- PROBLEM DETAILS -
Without the images, write out the entries word for word.

◇ ◇ ◇ ◇ ◇

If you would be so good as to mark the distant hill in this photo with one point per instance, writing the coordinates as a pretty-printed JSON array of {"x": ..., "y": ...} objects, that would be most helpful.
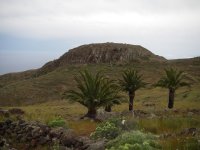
[
  {"x": 50, "y": 81},
  {"x": 102, "y": 53}
]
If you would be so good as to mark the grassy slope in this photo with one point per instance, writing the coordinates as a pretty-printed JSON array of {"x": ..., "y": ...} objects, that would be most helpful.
[{"x": 50, "y": 86}]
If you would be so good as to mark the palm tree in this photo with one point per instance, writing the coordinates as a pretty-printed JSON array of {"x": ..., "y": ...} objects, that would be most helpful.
[
  {"x": 172, "y": 80},
  {"x": 132, "y": 81},
  {"x": 94, "y": 91}
]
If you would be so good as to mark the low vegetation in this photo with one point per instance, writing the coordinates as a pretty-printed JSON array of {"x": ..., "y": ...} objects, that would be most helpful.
[{"x": 95, "y": 91}]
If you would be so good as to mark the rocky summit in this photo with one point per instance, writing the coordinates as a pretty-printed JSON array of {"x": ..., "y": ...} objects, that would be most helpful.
[{"x": 103, "y": 53}]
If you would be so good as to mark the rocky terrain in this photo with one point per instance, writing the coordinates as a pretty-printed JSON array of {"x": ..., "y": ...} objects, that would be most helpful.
[{"x": 102, "y": 53}]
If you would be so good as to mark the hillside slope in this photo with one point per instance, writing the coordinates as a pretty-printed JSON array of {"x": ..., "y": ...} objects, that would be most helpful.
[{"x": 49, "y": 82}]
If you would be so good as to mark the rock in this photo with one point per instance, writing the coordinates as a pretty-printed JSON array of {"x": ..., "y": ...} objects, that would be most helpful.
[
  {"x": 33, "y": 143},
  {"x": 190, "y": 114},
  {"x": 152, "y": 116},
  {"x": 4, "y": 113},
  {"x": 8, "y": 121},
  {"x": 56, "y": 132},
  {"x": 69, "y": 138},
  {"x": 16, "y": 111},
  {"x": 43, "y": 140}
]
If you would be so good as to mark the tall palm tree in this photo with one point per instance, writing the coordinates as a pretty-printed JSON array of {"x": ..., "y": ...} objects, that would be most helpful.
[
  {"x": 132, "y": 81},
  {"x": 172, "y": 80},
  {"x": 94, "y": 91}
]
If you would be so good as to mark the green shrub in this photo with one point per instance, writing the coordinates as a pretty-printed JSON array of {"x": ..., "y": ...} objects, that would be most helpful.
[
  {"x": 106, "y": 130},
  {"x": 134, "y": 140},
  {"x": 58, "y": 122}
]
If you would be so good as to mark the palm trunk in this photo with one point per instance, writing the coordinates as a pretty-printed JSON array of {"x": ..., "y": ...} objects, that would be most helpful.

◇ ◇ ◇ ◇ ◇

- SOLUTION TO THE PROBLEM -
If you would be so good as to mark the distant hill in this photo with one point per instance, writing the coordinates as a pretty-printed JSON array of {"x": ..., "y": ...} objects, that would be most helpful.
[
  {"x": 50, "y": 81},
  {"x": 102, "y": 53}
]
If you would be so good as to mark the grassy slope in this photo with one point per instance, writing the coordinates as a pretty-printed JSON array of {"x": ..., "y": ...} objects, that would be most helpful.
[{"x": 50, "y": 86}]
If you would be so good as to mark the palm tree in this photo with one point per instance, writing the coordinates as a pretty-printed JSON array of {"x": ..., "y": ...} objects, that would be most helpful.
[
  {"x": 172, "y": 80},
  {"x": 132, "y": 81},
  {"x": 94, "y": 91}
]
If you would be so good as to mark the low vegetation in this photo with one point per instance, writing the coordinates as a pretty-printed JSON array of {"x": ..., "y": ...} objects, that would be most helpful.
[{"x": 95, "y": 91}]
If you would be so good as to mark the rocky summit in this photo with one point per instance, writing the coordinates as a pretty-printed JSON array of {"x": ..., "y": ...} objects, that would be most helpful.
[{"x": 103, "y": 53}]
If you would be so good as to mark the rocky terrain in this photo with one point per instance, writing the coordinates as a pretty-printed JSON array of {"x": ..., "y": ...} objects, that would be most helpful.
[{"x": 102, "y": 53}]
If you would be so good as to mark the hillside slope in this photo with one point per instance, writing the coordinates as a pretty-printed JSON array of {"x": ..., "y": ...} objects, that would be most helpful.
[{"x": 49, "y": 82}]
If you would be so good as to mark the rock in this photo with one point per instance, writing the coordinates as a pretty-printed JSON array of {"x": ..., "y": ...} objects, that would be most helpful.
[
  {"x": 33, "y": 143},
  {"x": 190, "y": 114},
  {"x": 152, "y": 116},
  {"x": 4, "y": 113},
  {"x": 8, "y": 121},
  {"x": 56, "y": 132},
  {"x": 69, "y": 138},
  {"x": 16, "y": 111},
  {"x": 43, "y": 140}
]
If you would be so good as to mark the tall palm tree in this photo with one point per instance, writing the coordinates as a pretty-printed JSON array of {"x": ..., "y": ...} objects, that would be most helpful.
[
  {"x": 132, "y": 81},
  {"x": 172, "y": 80},
  {"x": 94, "y": 91}
]
If you would be so good as to mark the green shrub in this photo with one point per instance, writing the coordinates as a pretty-printed JSON array of {"x": ..., "y": ...} objects, that would be most helpful.
[
  {"x": 106, "y": 130},
  {"x": 134, "y": 140},
  {"x": 58, "y": 122}
]
If you would be so good as to mark the palm trunk in this photo with one point per instance, writing the coordinates as a pretty-printed JSON array of {"x": ..., "y": ...} objects, that would be most helpful.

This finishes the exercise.